* [YOUR GOAL]:
Rewrite every entry with "basket" swapped for "bowl" and everything else left as it is.

* [ENTRIES SUPPLIED]:

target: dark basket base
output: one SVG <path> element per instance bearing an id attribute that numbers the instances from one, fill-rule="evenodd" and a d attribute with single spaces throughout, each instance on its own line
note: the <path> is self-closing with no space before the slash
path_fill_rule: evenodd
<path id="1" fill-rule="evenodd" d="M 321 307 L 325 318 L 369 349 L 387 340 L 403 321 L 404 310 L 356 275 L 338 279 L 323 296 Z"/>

* [RESULT FOR THIS TASK]:
target: dark bowl base
output: one SVG <path> element per instance bearing an id attribute that numbers the instances from one, fill-rule="evenodd" and a d attribute with single spaces throughout, each instance on its own line
note: the <path> is self-closing with no space before the slash
path_fill_rule: evenodd
<path id="1" fill-rule="evenodd" d="M 321 307 L 325 318 L 369 349 L 387 340 L 403 321 L 404 310 L 356 275 L 338 279 L 323 296 Z"/>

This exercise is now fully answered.